Data extracted from a collection
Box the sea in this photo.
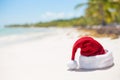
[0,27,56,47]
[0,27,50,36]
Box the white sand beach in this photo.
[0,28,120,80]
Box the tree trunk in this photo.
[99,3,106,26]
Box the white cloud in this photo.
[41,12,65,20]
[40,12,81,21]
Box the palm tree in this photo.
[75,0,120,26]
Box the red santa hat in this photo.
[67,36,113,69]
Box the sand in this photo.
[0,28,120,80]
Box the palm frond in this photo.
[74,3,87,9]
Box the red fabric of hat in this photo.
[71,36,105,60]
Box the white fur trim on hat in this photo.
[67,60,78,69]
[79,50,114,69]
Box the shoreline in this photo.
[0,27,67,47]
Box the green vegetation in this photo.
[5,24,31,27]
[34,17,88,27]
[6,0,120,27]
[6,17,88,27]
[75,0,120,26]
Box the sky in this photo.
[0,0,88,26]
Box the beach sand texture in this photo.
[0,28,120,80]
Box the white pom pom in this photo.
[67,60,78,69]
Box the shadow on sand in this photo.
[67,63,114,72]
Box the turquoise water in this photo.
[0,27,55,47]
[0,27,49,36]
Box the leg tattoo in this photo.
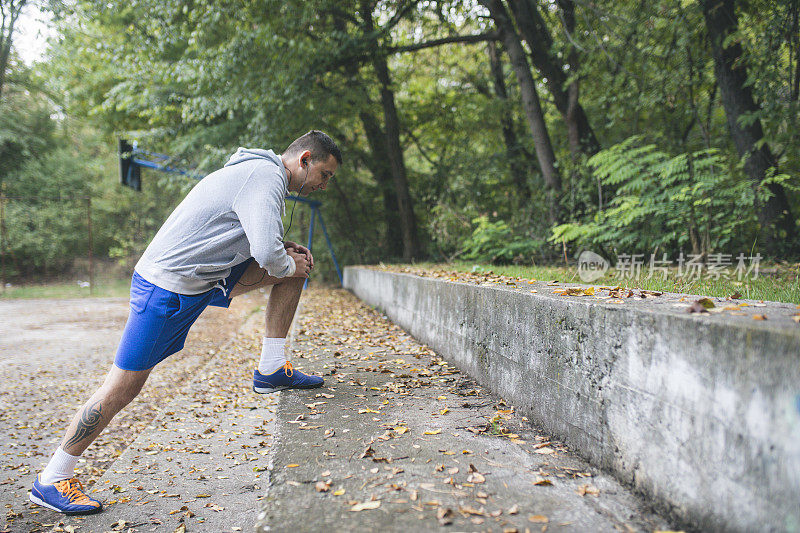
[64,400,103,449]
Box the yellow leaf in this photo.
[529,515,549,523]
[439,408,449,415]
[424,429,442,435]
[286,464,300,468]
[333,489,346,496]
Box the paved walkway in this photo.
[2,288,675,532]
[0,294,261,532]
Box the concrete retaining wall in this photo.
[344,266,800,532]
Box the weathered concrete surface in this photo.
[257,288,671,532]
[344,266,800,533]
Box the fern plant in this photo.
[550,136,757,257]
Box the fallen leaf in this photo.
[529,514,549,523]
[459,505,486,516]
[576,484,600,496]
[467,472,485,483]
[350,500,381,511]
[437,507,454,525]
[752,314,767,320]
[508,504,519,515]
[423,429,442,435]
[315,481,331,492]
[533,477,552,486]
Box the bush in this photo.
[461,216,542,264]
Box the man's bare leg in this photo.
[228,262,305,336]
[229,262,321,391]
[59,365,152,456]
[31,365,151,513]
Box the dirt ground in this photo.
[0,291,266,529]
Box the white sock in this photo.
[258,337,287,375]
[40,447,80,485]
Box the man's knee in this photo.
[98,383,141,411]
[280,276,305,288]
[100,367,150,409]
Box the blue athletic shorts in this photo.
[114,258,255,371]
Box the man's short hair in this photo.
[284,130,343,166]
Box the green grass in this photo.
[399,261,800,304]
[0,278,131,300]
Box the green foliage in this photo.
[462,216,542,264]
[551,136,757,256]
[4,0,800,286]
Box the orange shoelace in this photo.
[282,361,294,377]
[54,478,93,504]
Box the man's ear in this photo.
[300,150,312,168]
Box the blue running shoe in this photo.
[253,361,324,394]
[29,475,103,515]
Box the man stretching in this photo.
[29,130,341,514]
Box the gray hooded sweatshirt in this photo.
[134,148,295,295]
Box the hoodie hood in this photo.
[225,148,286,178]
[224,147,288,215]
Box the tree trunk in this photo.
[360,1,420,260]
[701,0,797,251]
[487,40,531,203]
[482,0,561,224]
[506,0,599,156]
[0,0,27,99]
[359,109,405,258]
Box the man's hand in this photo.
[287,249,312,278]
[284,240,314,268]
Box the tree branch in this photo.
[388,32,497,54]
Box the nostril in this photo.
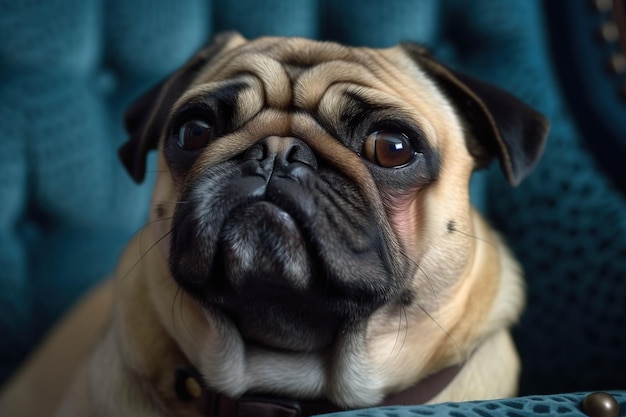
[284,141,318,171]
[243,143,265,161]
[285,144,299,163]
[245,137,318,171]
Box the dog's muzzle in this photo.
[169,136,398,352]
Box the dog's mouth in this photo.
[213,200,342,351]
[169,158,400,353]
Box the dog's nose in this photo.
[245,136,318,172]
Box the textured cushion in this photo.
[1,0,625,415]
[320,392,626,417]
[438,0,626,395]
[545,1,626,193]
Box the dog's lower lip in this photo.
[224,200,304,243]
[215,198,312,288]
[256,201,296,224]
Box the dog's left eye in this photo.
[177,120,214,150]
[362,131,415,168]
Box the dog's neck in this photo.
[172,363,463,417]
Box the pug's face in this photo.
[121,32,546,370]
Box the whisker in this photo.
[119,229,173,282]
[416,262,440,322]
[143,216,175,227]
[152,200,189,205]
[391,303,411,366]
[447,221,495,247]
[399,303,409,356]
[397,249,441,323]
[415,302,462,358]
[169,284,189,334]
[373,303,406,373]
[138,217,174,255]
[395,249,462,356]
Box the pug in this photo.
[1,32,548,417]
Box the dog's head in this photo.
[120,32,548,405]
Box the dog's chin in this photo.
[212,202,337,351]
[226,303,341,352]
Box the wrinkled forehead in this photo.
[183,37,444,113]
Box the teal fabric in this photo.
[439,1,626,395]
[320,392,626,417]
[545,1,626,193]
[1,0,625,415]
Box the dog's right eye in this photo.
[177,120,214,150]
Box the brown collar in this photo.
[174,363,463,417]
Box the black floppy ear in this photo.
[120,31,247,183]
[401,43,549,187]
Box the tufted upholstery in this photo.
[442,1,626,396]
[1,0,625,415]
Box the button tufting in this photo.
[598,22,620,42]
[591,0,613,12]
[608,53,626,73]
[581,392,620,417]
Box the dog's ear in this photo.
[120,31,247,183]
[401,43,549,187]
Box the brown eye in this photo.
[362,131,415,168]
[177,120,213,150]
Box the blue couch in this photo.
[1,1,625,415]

#### Required action:
Write the data above out exactly. Leave out any pictures.

#### Response area:
Box the sea in this photo.
[0,27,56,47]
[0,27,50,36]
Box the white sand beach in this photo.
[0,28,120,80]
Box the tree trunk in this photo.
[99,3,106,26]
Box the white cloud in this photo.
[41,12,65,20]
[40,12,81,21]
Box the palm tree in this photo.
[75,0,120,26]
Box the red santa hat in this photo.
[67,36,113,69]
Box the sand in this photo.
[0,28,120,80]
Box the palm frond in this photo.
[74,3,87,9]
Box the red fabric of hat in this photo.
[71,36,105,60]
Box the white fur trim on hat in this photo.
[67,60,78,69]
[79,50,114,69]
Box the shoreline in this photo.
[0,27,67,47]
Box the green vegetation in this photo.
[5,24,31,27]
[34,17,88,27]
[6,0,120,27]
[6,17,88,27]
[75,0,120,26]
Box the sky in this photo.
[0,0,88,26]
Box the beach sand texture in this photo.
[0,28,120,80]
Box the white pom pom in this photo.
[67,60,78,69]
Box the shadow on sand in this photo.
[67,63,114,72]
Box the turquoise water in this photo.
[0,27,55,47]
[0,27,49,36]
Box the leg tattoo in this photo.
[64,400,103,449]
Box the yellow leaf in this photo.
[529,515,549,523]
[439,408,449,415]
[424,429,442,435]
[286,464,300,468]
[333,489,346,496]
Box the paved walkway in this photo.
[2,288,675,532]
[0,294,261,532]
Box the concrete retaining wall in this photo.
[344,266,800,532]
Box the weathered concrete surface in this photo.
[257,288,671,532]
[344,266,800,533]
Box the fern plant in this photo.
[550,136,757,257]
Box the fallen leaf in this photo.
[529,514,549,523]
[459,505,486,516]
[576,484,600,496]
[467,472,485,483]
[350,500,381,511]
[437,507,454,525]
[752,314,767,320]
[508,504,519,515]
[423,429,442,435]
[315,481,331,492]
[533,477,552,486]
Box the bush in this photo.
[461,216,542,264]
Box the man's bare leg in this photo.
[228,262,305,336]
[229,262,321,391]
[59,365,152,456]
[31,365,151,513]
Box the dirt ground in this photo.
[0,291,266,529]
Box the white sock in this photo.
[258,337,287,375]
[40,447,80,485]
Box the man's knee in this photo.
[98,383,141,411]
[280,276,305,288]
[100,367,150,409]
Box the blue athletic shorts in this photo.
[114,258,255,371]
Box the man's short hair in this photo.
[284,130,343,166]
Box the green grass in this photo.
[399,261,800,304]
[0,278,131,300]
Box the green foliage in this photo.
[462,216,542,264]
[551,136,757,256]
[4,0,800,286]
Box the orange shoelace in this photo.
[282,361,294,377]
[54,478,93,504]
Box the man's ear in this photo.
[300,150,312,168]
Box the blue running shoe in this photo.
[253,361,324,394]
[29,475,103,515]
Box the man stretching in this photo.
[29,130,341,514]
Box the gray hooded sweatshirt in this photo.
[134,148,295,295]
Box the hoodie hood in this photo.
[225,148,286,178]
[224,147,288,215]
Box the tree trunk in this photo.
[360,1,420,260]
[701,0,797,251]
[487,40,531,203]
[482,0,561,224]
[506,0,599,156]
[0,0,27,99]
[359,109,405,258]
Box the man's hand in this photo.
[287,249,312,278]
[284,240,314,268]
Box the tree branch in this photo.
[388,32,497,54]
Box the nostril in this photo.
[284,141,318,171]
[243,143,265,161]
[285,144,299,163]
[245,137,318,171]
Box the dog's muzzle in this photo.
[169,136,398,352]
Box the dog's mouth in this photo.
[213,200,342,351]
[169,158,400,353]
Box the dog's nose in this photo.
[245,136,318,172]
Box the textured cushion in this photo.
[1,0,625,415]
[320,392,626,417]
[438,0,626,395]
[545,1,626,193]
Box the dog's lower lip in this photo.
[224,200,304,243]
[215,198,312,288]
[256,201,296,224]
Box the dog's left eye in this photo.
[177,120,214,150]
[362,131,415,168]
Box the dog's neck in this photo.
[172,363,463,417]
Box the pug's face in this photo.
[121,32,546,370]
Box the whisker in this photo.
[119,229,173,282]
[416,262,440,322]
[143,216,175,227]
[152,200,189,205]
[391,303,411,366]
[447,221,495,247]
[399,303,409,356]
[397,249,441,323]
[415,302,462,358]
[169,284,189,334]
[373,303,406,373]
[138,217,174,255]
[395,249,462,356]
Box the pug in this photo.
[1,32,548,417]
Box the dog's head in this photo.
[120,32,548,405]
Box the dog's chin in this photo.
[212,202,337,351]
[226,303,341,352]
Box the wrinkled forehead in this photo.
[183,37,444,113]
Box the teal fabric in this photo.
[439,1,626,395]
[320,392,626,417]
[545,1,626,193]
[1,0,625,415]
Box the dog's right eye in this photo.
[177,120,214,150]
Box the brown collar in this photo.
[174,363,463,417]
Box the black floppy ear in this photo.
[120,31,247,183]
[401,43,549,187]
Box the tufted upholstery in this photo.
[442,1,626,396]
[1,0,625,415]
Box the button tufting in this photo.
[598,22,620,42]
[591,0,613,12]
[608,53,626,73]
[581,392,620,417]
Box the dog's ear in this photo.
[120,31,247,183]
[401,43,549,187]
Box the brown eye in this photo.
[362,131,415,168]
[177,120,213,150]
Box the blue couch in this photo.
[1,1,625,415]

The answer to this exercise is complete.